═════ Dataset

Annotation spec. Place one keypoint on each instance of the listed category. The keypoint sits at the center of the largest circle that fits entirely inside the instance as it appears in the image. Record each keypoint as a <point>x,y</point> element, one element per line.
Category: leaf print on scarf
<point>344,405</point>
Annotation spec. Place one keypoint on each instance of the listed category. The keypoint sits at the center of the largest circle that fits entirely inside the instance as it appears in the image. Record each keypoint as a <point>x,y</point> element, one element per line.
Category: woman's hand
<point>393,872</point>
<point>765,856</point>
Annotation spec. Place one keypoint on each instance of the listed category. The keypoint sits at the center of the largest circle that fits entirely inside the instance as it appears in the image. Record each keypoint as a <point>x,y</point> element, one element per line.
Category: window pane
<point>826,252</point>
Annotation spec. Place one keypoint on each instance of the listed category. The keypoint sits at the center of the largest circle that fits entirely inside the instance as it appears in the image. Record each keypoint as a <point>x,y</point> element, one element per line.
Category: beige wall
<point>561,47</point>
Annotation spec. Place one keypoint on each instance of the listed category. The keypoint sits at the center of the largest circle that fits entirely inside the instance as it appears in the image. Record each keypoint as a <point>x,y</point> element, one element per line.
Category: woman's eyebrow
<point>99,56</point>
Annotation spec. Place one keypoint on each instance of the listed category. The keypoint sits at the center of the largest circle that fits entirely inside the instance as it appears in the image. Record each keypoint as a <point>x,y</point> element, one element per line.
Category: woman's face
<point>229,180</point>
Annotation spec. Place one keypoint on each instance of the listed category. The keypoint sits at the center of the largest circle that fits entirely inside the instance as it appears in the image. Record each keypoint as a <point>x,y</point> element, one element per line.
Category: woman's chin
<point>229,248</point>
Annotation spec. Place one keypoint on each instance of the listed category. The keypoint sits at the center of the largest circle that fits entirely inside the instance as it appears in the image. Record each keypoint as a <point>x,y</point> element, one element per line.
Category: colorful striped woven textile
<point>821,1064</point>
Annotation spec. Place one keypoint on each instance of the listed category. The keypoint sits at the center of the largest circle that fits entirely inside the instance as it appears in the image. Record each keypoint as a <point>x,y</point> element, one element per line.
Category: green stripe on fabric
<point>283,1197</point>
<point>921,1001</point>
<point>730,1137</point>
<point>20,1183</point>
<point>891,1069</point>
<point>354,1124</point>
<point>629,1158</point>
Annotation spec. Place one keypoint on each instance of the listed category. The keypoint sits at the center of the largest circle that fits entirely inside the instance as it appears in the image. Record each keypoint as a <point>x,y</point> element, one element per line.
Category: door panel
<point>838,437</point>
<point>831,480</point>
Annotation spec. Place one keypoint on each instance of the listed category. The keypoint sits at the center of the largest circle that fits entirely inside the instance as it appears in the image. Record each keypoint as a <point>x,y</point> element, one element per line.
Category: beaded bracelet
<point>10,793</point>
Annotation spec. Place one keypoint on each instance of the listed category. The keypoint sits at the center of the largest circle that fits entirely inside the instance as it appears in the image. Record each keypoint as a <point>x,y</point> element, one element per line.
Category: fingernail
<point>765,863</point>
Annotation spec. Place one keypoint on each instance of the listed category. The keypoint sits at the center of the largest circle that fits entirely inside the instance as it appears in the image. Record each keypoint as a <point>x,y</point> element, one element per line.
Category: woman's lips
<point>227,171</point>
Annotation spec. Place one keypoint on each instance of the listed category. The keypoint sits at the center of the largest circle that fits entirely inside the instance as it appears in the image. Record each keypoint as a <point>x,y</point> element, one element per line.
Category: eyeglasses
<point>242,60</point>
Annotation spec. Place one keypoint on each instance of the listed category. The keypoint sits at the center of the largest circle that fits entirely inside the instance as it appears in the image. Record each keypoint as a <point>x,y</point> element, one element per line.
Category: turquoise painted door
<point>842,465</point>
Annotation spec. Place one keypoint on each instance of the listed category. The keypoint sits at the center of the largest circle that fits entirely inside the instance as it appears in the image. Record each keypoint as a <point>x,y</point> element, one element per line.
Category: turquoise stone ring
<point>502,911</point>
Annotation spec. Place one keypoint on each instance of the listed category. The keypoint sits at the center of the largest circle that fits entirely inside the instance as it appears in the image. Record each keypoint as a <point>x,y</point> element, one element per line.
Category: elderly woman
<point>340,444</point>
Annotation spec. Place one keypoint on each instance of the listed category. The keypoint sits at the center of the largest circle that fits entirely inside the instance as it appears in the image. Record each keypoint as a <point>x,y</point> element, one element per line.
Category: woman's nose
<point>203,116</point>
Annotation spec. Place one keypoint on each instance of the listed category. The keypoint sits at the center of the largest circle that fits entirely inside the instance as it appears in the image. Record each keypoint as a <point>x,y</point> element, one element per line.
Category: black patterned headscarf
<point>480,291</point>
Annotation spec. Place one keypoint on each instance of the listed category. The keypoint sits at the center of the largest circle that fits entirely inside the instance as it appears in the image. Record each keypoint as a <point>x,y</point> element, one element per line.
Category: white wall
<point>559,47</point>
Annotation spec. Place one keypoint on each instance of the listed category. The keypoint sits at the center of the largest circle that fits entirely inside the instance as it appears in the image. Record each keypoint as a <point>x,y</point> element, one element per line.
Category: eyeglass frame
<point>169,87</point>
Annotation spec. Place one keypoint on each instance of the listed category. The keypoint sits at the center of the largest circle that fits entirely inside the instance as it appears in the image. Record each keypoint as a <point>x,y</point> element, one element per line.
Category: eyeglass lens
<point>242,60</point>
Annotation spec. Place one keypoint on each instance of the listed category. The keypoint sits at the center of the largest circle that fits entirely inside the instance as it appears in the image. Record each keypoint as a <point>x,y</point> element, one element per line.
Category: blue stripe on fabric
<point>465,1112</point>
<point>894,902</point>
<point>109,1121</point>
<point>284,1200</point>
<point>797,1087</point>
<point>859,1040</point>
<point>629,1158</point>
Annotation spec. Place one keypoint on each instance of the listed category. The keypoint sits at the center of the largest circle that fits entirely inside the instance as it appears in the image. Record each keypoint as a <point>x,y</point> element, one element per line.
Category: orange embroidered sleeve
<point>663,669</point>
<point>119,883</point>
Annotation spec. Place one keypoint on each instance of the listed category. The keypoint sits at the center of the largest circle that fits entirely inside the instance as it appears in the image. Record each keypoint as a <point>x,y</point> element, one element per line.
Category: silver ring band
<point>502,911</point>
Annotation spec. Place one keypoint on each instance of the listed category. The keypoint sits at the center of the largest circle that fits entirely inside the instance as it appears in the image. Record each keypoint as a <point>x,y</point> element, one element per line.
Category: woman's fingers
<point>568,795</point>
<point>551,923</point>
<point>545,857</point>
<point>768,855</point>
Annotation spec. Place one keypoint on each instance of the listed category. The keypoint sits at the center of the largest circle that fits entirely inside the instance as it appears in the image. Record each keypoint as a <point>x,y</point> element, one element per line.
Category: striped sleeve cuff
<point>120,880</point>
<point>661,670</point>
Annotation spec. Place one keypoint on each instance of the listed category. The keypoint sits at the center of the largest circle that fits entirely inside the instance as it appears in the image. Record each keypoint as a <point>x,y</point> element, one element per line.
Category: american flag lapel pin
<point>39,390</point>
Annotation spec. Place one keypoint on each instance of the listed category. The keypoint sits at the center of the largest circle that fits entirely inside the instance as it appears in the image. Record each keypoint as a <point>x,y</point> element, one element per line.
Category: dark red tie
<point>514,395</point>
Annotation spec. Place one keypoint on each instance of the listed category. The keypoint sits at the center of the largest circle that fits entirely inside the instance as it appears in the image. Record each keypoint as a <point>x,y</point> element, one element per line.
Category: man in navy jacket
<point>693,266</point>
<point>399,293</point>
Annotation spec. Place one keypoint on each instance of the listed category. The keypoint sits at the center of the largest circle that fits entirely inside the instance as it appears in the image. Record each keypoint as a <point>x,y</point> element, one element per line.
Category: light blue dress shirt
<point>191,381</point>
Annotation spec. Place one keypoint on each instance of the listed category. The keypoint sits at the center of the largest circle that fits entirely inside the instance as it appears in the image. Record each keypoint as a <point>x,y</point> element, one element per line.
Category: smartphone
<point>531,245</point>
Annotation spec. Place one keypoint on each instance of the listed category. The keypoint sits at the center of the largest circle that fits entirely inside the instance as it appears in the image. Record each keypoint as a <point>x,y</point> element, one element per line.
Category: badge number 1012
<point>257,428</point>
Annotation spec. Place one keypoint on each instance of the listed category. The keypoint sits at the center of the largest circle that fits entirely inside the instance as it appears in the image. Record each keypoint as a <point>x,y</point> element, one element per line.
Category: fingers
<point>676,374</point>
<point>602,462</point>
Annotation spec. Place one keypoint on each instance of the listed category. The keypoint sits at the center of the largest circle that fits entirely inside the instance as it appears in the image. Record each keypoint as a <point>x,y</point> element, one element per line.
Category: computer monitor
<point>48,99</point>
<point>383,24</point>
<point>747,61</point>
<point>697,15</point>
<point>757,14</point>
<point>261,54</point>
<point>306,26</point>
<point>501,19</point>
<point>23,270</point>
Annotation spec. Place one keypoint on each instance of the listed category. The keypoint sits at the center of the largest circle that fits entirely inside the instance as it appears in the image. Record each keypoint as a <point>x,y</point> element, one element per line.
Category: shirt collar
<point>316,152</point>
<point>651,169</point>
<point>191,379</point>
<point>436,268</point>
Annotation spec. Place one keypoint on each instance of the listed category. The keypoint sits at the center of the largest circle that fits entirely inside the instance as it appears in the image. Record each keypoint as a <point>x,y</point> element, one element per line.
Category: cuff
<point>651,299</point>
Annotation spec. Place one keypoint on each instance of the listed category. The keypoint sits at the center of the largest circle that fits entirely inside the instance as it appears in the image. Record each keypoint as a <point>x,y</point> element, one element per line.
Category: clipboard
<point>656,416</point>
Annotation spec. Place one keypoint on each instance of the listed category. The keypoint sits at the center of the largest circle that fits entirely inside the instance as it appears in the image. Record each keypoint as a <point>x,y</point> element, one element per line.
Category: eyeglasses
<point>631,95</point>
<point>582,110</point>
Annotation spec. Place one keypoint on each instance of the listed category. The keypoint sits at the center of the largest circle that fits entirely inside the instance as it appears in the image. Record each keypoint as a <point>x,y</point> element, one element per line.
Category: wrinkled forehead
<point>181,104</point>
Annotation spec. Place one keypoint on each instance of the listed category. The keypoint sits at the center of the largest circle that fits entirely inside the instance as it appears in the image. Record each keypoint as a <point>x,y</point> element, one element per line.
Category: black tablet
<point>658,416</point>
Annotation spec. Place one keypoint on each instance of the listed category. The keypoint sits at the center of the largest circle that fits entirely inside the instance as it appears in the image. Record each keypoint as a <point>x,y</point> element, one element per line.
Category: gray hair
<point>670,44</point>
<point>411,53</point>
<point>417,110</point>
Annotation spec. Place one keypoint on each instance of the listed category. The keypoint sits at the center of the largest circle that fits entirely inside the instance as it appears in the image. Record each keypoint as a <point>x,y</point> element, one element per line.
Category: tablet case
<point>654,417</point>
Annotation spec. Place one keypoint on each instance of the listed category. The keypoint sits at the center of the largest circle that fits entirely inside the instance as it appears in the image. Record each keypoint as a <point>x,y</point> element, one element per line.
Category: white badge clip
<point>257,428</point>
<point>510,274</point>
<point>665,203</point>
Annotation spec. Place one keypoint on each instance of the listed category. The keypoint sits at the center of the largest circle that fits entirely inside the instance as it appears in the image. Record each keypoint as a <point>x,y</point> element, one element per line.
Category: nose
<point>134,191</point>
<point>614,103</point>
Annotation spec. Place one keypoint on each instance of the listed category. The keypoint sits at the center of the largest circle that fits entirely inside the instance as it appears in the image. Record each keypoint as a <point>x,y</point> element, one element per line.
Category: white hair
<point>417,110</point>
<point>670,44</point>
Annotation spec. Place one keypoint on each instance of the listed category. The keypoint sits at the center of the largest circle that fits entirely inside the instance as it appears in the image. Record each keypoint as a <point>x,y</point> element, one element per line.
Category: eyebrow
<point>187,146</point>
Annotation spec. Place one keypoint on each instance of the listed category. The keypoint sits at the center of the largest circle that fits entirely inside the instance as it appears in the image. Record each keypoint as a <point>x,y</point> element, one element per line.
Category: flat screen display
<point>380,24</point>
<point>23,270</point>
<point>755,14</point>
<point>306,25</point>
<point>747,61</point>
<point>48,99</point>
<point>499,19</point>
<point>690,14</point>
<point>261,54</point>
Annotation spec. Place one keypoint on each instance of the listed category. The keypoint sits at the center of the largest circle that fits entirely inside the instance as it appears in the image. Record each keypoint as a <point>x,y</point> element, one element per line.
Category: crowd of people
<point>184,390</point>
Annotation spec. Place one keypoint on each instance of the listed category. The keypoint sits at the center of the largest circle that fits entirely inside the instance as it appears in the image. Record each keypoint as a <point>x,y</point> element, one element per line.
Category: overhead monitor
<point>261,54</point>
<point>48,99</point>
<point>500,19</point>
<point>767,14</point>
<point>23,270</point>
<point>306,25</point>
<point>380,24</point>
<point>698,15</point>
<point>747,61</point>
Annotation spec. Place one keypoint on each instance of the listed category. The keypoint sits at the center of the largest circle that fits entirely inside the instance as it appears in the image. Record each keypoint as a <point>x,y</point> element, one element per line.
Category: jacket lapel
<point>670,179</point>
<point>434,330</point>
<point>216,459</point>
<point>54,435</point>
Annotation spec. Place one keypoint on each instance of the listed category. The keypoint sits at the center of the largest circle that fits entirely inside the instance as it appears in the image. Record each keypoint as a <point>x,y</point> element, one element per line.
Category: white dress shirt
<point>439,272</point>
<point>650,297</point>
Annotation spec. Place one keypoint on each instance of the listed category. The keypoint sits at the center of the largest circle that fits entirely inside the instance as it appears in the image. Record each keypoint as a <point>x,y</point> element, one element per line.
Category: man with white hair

══════════

> _Directions_
Show each line of the entries above that contains the word "badge", copying those lines in full.

> _Result of this exercise_
Category: badge number 1012
Category: white badge clip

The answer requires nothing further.